Items from a dataset:
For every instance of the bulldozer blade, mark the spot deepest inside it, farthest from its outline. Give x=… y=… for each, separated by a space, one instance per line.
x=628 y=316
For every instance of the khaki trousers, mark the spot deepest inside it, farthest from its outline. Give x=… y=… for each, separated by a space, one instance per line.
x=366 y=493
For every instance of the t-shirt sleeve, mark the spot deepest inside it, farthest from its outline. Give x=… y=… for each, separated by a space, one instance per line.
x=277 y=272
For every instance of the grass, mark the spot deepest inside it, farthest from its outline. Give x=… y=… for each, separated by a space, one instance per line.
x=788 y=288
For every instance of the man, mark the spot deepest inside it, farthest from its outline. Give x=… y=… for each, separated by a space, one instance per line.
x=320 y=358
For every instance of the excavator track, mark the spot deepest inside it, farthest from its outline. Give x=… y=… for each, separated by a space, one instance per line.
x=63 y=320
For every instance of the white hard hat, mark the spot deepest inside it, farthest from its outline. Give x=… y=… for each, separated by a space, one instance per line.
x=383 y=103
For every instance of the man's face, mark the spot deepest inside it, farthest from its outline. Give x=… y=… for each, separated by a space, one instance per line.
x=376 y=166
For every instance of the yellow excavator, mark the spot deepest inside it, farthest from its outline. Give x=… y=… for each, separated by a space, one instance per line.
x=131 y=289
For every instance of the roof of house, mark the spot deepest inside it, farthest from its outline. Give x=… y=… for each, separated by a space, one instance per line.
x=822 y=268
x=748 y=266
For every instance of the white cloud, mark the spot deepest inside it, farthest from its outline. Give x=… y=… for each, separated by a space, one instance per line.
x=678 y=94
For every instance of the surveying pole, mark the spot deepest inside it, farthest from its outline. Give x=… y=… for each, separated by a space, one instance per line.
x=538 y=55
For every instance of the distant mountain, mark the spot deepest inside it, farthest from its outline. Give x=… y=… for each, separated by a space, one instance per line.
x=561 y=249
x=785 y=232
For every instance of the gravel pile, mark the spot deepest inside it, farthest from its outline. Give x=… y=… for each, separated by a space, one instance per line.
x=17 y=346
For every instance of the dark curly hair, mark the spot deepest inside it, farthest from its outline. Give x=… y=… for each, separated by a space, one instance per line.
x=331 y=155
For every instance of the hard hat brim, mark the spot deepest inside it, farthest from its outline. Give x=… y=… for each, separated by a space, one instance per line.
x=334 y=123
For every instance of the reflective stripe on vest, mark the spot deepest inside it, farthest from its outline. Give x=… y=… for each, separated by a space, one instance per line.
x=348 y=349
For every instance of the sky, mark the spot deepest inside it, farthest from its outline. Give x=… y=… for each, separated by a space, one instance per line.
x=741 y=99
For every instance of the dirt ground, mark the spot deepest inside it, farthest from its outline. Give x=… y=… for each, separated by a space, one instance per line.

Problem to solve: Nothing in the records may change; output all of them exactly.

Solution below:
For every instance of the bulldozer blade, mark the spot deepest inside it, farthest from its outline. Give x=… y=… for each, separated by a space, one instance per line.
x=628 y=316
For every instance of the khaki trousers, mark the spot deepest inside it, farthest from its outline. Give x=… y=… for each, separated by a space, one instance per line.
x=366 y=493
For every instance of the t-shirt sleeve, mark the spot deepest inside it, farthest from its outline. Give x=… y=… for each, separated by a space, one instance per line.
x=277 y=272
For every instance of the grass, mark the spot deepest inside it, farthest from its outline. Give x=… y=… for each, separated by a space, one instance per line.
x=788 y=288
For every instance of the man, mark the spot deepest inside it, farthest from its outline. Give x=… y=… for each, separated by a space, one instance per line.
x=320 y=358
For every instance of the excavator track, mark the spot deepest inside it, farthest from its outline. Give x=… y=… for each, separated by a space, one instance per line.
x=63 y=320
For every instance of the white hard hat, mark the spot deepest inside it, farthest from its outline. Give x=… y=… for each, separated by a space, one instance per line.
x=383 y=103
For every instance of the man's face, mark the spot deepest inside it, farthest from its outline. Give x=… y=… for each, separated by a space, one instance per line.
x=376 y=166
For every instance of the yellow excavator, mark the spot deepest inside it, farthest from its outline. Give x=… y=… for each, separated by a space, one instance per line.
x=131 y=289
For every instance of the roof of house, mark the spot deepest inside it, farthest from its outline. Give x=… y=… for each, separated by a space, one instance per line.
x=822 y=268
x=748 y=266
For every instance of the white cloud, mark the spot deepest inside it, farthest from its outline. Give x=… y=… for each, separated by a space, one instance per line.
x=678 y=94
For every instance of the surveying pole, mark the spot deepest inside it, farthest from its outline. Give x=… y=… for each, separated by a space, one instance per line.
x=538 y=55
For every instance of the distant mountain, mark the spot deepest inside it, farthest from its outline. Give x=… y=… for each, separated by a space, one instance per line.
x=561 y=249
x=785 y=232
For every instance of the gravel pile, mark the spot deepest inside it, farthest from its outline. Give x=… y=… for each, separated by a space, one instance per line.
x=17 y=346
For every instance of the dark curly hair, mark the spot deepest inside it, farthest from its outline. Give x=… y=… for each, separated by a space, one instance per line.
x=331 y=155
For every instance of the hard hat brim, mark the spot deepest inside it, farthest from its outline. Give x=… y=… for each, separated by a space, one instance per line.
x=334 y=123
For every instance of the reflective stripe on vest, mark the spot deepest inside it, farthest from its outline. Give x=… y=… for each, separated by a space, one instance per line.
x=348 y=349
For every instance of the sky, mark the spot deepest inside it, farthest from its outline. Give x=… y=… for each, separated by a space, one instance per line.
x=741 y=99
For every instance of the dirt ground, mark the spot deepest inside it, farthest from its outline. Give x=… y=… for each, separated by a space, one instance per line.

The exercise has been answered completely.